___ Text excerpt

Wednesday, January 16, 2008 | 02:54 PM ET

This is the fourth time I’ve been invited to Park City, Utah to attend Bob Redford’s little vanity project (which has become one of the top five film festivals on the planet), and it’s my third world premiere. Funny place to have a world premiere, in a remote mountain ski resort in one of the more conservative states of America — especially considering I don’t ski — but that’s show business.

When I first traveled to Sundance in 1995 with my movie Super 8 ½, the festival was essentially two snow banks and a pre-eyeliner Jared Leto. But even then it had apparently become too mainstream for some disgruntled film folk, who started up a parallel film festival, Slamdance, that year. (A few years later, an alternative to the alternative, called Slamdunk, would emerge, followed by Tromadance, the only festival with no entry fee and free screenings.)

I can’t remember much about my screening in 1995, but I do vividly recall attending Larry Clark’s Kids, the sensation of the festival, as the guest of its executive producer, Gus Van Sant, and its writer, Harmony Korine. I remember because Gus and his then-boyfriend, D-J, and I smuggled a bottle of tequila into the screening and kept slipping it to Harmony, who was under the legal drinking age. Fun times!

______

What is expected ->
Write out the Sundance excerpt in full, word for word. The material after this excerpt comes from a separate source.

___ Data supplied

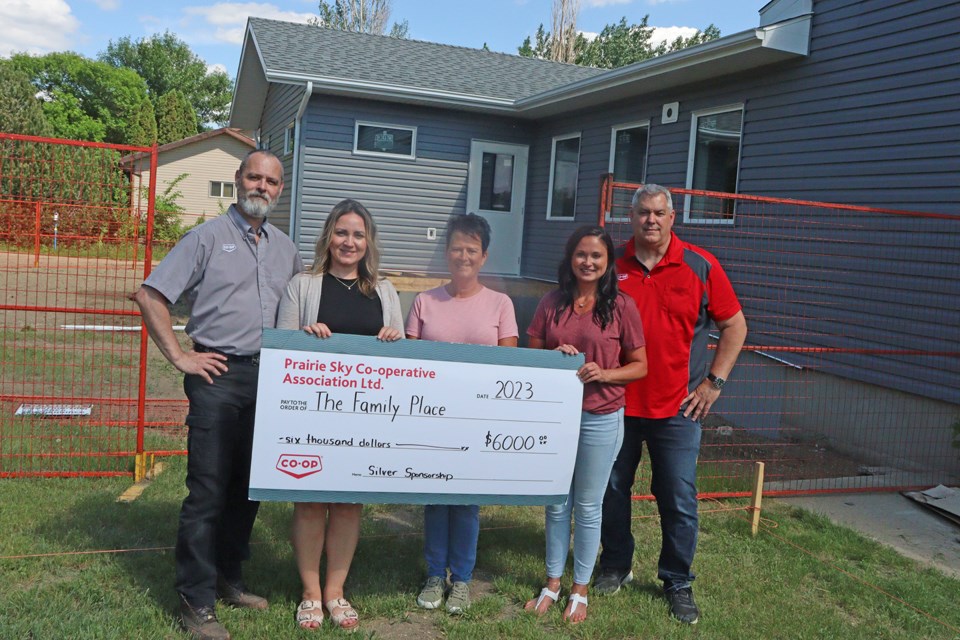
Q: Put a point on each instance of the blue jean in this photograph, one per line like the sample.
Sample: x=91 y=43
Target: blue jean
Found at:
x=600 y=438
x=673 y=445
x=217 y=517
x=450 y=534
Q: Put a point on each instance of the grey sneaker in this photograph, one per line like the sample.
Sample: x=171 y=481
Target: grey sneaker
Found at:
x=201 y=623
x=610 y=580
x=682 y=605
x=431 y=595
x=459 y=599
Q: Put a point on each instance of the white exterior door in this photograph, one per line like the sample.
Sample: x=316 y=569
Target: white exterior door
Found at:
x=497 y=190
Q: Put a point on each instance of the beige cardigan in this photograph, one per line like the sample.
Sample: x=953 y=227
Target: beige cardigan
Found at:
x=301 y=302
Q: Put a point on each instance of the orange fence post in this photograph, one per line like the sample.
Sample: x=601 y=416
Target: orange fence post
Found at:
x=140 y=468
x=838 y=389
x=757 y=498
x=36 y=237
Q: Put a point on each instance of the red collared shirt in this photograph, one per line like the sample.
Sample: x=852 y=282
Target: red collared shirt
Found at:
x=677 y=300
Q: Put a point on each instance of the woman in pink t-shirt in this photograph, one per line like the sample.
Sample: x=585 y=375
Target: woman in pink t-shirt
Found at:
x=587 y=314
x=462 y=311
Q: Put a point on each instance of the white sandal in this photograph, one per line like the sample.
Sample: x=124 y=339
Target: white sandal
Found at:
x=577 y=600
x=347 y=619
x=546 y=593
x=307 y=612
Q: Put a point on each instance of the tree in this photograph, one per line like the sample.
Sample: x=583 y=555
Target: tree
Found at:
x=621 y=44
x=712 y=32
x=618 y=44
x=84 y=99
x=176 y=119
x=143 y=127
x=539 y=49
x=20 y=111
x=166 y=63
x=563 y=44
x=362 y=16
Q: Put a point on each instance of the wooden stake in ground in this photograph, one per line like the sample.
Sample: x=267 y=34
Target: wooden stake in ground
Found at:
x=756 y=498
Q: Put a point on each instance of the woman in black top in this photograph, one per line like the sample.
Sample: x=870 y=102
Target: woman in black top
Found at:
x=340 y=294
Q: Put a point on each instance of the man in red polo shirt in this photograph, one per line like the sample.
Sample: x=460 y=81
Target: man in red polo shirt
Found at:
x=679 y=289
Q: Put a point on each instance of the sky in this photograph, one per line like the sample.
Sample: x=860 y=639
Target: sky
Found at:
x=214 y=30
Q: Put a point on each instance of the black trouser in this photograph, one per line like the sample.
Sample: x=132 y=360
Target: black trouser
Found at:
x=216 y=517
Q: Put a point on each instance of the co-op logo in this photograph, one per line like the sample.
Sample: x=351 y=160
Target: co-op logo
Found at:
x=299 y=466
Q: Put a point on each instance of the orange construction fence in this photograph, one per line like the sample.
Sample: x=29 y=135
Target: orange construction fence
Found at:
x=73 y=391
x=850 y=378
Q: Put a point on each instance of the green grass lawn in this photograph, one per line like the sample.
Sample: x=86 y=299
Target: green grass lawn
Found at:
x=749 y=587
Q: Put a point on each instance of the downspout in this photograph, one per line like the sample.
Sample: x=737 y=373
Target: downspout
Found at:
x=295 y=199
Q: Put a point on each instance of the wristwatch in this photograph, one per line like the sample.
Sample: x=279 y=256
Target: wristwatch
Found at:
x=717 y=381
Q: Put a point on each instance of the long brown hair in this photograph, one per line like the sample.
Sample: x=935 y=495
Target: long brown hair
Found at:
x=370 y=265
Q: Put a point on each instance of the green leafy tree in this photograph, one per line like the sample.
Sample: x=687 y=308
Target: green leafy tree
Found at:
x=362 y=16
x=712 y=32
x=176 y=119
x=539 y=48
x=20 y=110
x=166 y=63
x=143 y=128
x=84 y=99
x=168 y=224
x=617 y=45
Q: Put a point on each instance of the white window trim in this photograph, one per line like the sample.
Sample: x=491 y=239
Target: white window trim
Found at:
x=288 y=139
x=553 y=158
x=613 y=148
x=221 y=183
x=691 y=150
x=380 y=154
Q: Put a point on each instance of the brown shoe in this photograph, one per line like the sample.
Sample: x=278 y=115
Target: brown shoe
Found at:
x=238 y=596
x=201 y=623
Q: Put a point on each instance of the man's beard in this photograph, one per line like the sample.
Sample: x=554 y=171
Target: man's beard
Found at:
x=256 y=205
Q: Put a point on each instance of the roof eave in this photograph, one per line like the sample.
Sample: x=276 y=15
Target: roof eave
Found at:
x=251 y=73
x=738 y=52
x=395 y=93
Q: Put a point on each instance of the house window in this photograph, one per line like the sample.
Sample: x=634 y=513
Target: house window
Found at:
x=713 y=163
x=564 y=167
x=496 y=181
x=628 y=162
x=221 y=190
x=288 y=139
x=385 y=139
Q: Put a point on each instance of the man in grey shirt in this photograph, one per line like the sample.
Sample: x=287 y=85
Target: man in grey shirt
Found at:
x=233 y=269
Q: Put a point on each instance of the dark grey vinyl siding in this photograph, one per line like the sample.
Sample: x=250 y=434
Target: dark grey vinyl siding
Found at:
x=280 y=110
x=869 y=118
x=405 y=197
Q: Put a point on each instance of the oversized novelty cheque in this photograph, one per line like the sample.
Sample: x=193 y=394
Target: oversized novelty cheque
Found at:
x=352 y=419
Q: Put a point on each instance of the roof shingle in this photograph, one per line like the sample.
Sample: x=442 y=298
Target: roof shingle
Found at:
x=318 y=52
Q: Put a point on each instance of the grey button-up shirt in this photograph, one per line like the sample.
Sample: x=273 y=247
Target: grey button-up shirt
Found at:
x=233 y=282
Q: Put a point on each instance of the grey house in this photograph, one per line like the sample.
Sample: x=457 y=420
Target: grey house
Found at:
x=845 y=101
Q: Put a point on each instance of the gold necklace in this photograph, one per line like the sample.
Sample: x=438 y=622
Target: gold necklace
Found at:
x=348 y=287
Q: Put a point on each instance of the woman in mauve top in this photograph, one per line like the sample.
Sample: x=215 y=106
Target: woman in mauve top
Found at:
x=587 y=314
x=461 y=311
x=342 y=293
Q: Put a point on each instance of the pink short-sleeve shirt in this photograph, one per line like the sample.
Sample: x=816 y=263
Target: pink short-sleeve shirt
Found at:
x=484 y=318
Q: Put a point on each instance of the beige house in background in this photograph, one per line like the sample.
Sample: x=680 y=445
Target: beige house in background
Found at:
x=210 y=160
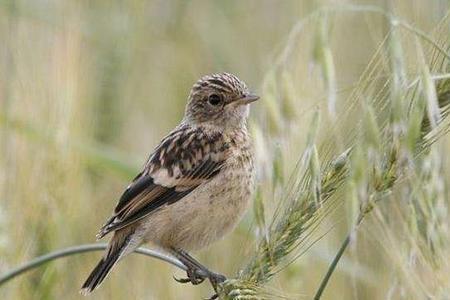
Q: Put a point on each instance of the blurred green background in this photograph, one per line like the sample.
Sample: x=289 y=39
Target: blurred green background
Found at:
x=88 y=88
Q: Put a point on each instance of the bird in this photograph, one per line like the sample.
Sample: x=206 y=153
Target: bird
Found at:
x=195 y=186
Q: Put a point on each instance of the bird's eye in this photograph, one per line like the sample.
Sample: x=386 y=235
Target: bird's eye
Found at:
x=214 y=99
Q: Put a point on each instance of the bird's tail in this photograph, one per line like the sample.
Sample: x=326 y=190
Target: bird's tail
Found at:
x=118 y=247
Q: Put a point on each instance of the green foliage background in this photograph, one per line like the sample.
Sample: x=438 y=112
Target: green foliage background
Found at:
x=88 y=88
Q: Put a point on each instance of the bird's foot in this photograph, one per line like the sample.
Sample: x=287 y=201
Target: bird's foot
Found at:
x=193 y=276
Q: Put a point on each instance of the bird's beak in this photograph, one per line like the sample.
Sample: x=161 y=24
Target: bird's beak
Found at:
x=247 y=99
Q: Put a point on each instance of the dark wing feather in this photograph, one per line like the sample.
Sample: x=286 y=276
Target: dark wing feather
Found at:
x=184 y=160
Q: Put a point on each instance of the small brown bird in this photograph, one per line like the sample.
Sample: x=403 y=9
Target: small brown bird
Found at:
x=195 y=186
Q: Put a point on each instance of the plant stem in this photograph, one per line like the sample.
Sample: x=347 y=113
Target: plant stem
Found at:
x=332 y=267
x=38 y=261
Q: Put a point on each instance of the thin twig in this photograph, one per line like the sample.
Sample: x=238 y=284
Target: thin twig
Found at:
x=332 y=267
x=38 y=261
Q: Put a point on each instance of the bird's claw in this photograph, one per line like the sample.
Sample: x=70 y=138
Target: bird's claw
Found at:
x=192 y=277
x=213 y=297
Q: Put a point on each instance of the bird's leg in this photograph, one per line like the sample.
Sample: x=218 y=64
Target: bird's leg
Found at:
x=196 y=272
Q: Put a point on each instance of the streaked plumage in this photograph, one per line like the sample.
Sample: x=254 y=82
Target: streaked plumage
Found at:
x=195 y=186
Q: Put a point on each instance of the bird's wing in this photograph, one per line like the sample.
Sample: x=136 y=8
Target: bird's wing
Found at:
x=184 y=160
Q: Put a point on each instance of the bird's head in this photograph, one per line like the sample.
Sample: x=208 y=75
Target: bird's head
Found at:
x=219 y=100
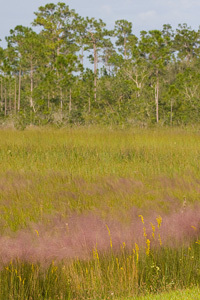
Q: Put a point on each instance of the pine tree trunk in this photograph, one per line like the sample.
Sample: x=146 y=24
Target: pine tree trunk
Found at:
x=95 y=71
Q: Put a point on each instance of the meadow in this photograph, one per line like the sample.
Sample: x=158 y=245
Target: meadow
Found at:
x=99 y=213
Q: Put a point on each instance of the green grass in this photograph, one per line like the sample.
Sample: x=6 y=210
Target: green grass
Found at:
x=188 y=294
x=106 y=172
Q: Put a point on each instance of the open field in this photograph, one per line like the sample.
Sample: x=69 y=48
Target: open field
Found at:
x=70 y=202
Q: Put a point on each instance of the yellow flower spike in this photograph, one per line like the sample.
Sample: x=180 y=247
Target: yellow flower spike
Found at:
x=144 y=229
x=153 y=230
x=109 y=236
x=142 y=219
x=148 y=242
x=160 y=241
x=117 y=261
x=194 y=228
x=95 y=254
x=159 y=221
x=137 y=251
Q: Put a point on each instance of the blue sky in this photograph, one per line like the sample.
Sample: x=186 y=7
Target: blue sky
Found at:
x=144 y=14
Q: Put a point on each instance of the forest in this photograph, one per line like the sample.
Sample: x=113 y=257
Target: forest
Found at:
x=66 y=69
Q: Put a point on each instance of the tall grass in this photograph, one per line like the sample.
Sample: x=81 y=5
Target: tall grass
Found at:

______

Exercise response ->
Wednesday, January 16, 2008 | 02:54 PM ET

This is the fourth time I’ve been invited to Park City, Utah to attend Bob Redford’s little vanity project (which has become one of the top five film festivals on the planet), and it’s my third world premiere. Funny place to have a world premiere, in a remote mountain ski resort in one of the more conservative states of America — especially considering I don’t ski — but that’s show business.

When I first traveled to Sundance in 1995 with my movie Super 8 ½, the festival was essentially two snow banks and a pre-eyeliner Jared Leto. But even then it had apparently become too mainstream for some disgruntled film folk, who started up a parallel film festival, Slamdance, that year. (A few years later, an alternative to the alternative, called Slamdunk, would emerge, followed by Tromadance, the only festival with no entry fee and free screenings.)

I can’t remember much about my screening in 1995, but I do vividly recall attending Larry Clark’s Kids, the sensation of the festival, as the guest of its executive producer, Gus Van Sant, and its writer, Harmony Korine. I remember because Gus and his then-boyfriend, D-J, and I smuggled a bottle of tequila into the screening and kept slipping it to Harmony, who was under the legal drinking age. Fun times!